SOURCE DOCUMENT below:

Both Topology and Text Matter: Revisiting LLM-guided Out-of-Distribution Detection on Text-attributed Graphs
Yinlin Zhu, Di Wu, Xu Wang, Guocong Quan, Miao Hu
TL;DR
This work tackles OOD detection in text-attributed graphs by bridging topology and textual semantics. It introduces LG-Plug, a plug-and-play framework that first aligns topology- and text-derived representations and then derives consensus-driven OOD exposure through clustered, iterative LLM prompting with a lightweight in-cluster codebook. The obtained OOD exposure acts as a regularizer, enabling seamless integration with existing topology-driven detectors and yielding consistent improvements across six TAG benchmarks, including notable FPR95 reductions and AUROC gains. The approach demonstrates that jointly modeling textual and structural information, with efficient LLM guidance, offers robust, scalable OOD detection for open-world graph applications.

End of SOURCE DOCUMENT.

EXERCISE REQUIREMENTS:
• a. Render this sentence from the summary on OOD detection in text-attributed graphs in Spanish: "The approach demonstrates that jointly modeling textual and structural information, with efficient LLM guidance, offers robust, scalable OOD detection for open-world graph applications."
• b. Carry the summary on OOD detection in text-attributed graphs forward by one paragraph, beginning after its final sentence.

DATA SECTION below:

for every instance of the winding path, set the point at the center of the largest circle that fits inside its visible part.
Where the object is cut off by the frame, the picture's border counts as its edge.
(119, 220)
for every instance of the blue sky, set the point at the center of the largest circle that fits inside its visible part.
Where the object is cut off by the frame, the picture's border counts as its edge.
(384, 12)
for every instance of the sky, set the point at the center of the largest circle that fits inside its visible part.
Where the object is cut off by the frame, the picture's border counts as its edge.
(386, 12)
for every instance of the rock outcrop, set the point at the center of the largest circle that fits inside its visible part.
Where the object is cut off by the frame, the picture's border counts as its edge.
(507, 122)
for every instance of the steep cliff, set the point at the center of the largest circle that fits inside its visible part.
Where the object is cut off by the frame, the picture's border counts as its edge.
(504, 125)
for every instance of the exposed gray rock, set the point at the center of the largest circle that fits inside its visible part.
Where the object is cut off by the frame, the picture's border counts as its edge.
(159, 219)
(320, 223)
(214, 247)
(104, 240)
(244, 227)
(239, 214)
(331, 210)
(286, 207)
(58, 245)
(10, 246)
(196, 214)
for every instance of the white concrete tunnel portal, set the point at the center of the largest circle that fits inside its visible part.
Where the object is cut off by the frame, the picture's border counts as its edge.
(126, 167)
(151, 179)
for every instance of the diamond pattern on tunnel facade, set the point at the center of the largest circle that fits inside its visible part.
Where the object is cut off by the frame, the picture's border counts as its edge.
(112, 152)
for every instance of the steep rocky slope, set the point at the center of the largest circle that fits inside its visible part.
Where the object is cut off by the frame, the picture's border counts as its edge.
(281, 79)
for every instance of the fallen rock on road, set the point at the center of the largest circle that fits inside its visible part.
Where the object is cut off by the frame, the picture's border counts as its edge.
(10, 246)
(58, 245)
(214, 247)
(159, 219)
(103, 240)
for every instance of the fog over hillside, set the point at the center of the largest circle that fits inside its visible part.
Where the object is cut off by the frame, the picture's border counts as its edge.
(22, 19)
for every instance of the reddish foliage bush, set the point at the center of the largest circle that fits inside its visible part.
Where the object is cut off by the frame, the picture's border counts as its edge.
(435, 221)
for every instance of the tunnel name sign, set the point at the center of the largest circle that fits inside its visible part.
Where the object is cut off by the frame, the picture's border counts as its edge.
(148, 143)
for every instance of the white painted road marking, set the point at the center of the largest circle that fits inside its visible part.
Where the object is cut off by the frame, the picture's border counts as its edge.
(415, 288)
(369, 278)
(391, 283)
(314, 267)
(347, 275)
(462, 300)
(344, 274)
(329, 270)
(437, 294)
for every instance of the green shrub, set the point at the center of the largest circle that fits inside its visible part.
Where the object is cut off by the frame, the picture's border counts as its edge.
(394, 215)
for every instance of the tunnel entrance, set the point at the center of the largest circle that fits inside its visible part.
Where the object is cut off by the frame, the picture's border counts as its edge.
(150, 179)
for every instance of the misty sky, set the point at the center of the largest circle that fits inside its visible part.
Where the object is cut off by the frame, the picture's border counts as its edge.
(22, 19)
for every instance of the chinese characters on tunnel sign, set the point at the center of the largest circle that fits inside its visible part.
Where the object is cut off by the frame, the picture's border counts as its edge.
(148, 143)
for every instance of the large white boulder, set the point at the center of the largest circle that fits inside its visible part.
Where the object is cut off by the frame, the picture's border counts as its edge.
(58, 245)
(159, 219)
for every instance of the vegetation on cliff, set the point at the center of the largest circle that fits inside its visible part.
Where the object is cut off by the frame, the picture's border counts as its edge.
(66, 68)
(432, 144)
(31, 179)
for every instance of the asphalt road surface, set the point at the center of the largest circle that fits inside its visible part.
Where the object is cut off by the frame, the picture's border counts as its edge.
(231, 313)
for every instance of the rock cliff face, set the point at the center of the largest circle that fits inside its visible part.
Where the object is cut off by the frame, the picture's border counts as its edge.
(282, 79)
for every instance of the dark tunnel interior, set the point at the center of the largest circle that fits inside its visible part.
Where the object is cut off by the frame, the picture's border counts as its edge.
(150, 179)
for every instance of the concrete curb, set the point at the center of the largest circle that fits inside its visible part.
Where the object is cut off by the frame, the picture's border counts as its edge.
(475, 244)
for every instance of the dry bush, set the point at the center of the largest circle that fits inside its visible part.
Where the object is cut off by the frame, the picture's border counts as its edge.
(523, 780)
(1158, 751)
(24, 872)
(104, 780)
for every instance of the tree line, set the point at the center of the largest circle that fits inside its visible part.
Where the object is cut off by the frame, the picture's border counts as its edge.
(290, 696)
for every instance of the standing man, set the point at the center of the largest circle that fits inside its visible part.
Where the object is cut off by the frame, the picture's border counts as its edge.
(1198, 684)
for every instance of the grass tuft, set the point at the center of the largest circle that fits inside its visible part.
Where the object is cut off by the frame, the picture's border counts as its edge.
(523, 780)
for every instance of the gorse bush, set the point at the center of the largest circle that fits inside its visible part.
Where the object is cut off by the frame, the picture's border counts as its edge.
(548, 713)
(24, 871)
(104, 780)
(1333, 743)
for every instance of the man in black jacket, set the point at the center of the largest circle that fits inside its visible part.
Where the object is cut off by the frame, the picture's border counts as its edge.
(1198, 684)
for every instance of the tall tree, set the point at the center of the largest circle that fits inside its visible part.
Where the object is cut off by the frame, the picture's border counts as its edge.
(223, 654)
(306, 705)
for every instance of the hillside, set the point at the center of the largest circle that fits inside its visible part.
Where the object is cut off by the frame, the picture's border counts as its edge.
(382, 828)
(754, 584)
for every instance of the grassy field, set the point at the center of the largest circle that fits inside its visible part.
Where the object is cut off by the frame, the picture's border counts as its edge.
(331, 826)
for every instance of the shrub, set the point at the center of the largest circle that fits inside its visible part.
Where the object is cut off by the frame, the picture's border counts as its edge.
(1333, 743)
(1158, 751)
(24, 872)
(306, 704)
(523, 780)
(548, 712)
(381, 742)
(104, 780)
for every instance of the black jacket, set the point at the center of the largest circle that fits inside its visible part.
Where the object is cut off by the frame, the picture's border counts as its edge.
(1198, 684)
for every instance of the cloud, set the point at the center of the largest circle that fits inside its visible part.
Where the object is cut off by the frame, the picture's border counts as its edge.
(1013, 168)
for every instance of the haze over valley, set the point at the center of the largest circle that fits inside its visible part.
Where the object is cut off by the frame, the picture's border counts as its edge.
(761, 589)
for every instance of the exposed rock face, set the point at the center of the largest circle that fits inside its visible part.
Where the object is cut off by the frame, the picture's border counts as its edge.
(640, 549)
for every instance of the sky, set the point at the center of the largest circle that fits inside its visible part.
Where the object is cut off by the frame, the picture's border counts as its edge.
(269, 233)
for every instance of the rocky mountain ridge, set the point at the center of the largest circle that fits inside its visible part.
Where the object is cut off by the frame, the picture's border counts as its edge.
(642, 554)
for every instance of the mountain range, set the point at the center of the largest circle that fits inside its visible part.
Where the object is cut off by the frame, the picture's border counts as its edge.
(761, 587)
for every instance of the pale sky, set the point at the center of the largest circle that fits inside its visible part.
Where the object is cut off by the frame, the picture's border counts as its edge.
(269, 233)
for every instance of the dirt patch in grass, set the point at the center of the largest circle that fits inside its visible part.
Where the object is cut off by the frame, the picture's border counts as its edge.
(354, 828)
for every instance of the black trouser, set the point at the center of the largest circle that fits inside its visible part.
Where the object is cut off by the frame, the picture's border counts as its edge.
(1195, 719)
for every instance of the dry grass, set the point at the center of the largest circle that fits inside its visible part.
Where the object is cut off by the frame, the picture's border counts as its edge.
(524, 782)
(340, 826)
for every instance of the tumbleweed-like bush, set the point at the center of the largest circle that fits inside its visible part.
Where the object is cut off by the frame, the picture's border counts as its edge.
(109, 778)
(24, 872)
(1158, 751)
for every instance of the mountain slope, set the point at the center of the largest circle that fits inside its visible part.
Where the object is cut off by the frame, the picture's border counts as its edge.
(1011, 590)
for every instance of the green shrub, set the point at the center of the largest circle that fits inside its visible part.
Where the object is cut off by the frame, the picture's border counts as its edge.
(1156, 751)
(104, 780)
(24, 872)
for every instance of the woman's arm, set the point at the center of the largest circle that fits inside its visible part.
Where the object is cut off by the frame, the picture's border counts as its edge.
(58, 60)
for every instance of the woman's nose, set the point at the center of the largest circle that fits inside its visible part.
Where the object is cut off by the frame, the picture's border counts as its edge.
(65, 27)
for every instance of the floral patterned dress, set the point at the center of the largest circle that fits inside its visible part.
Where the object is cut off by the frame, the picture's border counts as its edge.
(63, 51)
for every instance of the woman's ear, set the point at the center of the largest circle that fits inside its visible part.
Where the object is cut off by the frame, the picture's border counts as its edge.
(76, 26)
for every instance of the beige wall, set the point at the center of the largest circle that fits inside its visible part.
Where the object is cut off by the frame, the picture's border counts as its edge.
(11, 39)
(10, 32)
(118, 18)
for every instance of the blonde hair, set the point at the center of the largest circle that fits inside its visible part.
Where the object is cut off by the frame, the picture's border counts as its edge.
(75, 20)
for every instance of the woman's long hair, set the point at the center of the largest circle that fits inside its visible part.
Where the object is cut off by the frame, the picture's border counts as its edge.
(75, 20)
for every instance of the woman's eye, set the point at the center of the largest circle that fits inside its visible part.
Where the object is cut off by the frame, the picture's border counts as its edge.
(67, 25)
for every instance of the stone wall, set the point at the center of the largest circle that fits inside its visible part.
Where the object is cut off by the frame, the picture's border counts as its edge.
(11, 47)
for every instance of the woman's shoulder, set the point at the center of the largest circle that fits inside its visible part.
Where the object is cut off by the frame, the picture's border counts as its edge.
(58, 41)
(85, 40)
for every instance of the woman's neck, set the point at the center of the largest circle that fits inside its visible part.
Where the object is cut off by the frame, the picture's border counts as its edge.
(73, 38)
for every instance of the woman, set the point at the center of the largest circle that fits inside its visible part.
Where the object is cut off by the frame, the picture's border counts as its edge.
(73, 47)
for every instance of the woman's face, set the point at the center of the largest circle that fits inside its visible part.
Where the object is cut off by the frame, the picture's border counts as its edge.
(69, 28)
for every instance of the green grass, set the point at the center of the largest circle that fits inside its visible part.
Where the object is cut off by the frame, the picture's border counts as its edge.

End of DATA SECTION.

EXPECTED RESULTS:
• a. El enfoque demuestra que modelar conjuntamente la información textual y estructural, con una guía eficiente de LLM, ofrece una detección de OOD robusta y escalable para aplicaciones de grafos de mundo abierto.

• b.
Abstract
Text-attributed graphs (TAGs) associate nodes with textual attributes and graph structure, enabling GNNs to jointly model semantic and structural information. While effective on in-distribution (ID) data, GNNs often encounter out-of-distribution (OOD) nodes with unseen textual or structural patterns in real-world settings, leading to overconfident and erroneous predictions in the absence of reliable OOD detection. Early approaches address this issue from a topology-driven perspective, leveraging neighboring structures to mitigate node-level detection bias. However, these methods typically encode node texts as shallow vector features, failing to fully exploit rich semantic information. In contrast, recent LLM-based approaches generate pseudo OOD priors by leveraging textual knowledge, but they suffer from several limitations: (1) a reliability-informativeness imbalance in the synthesized OOD priors, as the generated OOD exposures either deviate from the true OOD semantics, or introduce non-negligible ID noise, all of which offers limited improvement to detection performance; (2) reliance on specialized architectures, which prevents incorporation of the extensive effective topology-level insights that have been empirically validated in prior work. To this end, we propose LG-Plug, an LLM-Guided Plug-and-play strategy for TAG OOD detection tasks. LG-Plug aligns topology and text representations to produce fine-grained node embeddings, then generates consensus-driven OOD exposure via clustered iterative LLM prompting. Moreover, it leverages lightweight in-cluster codebook and heuristic sampling reduce time cost of LLM querying. The resulting OOD exposure serves as a regularization term to separate ID and OOD nodes, enabling seamless integration with existing detectors.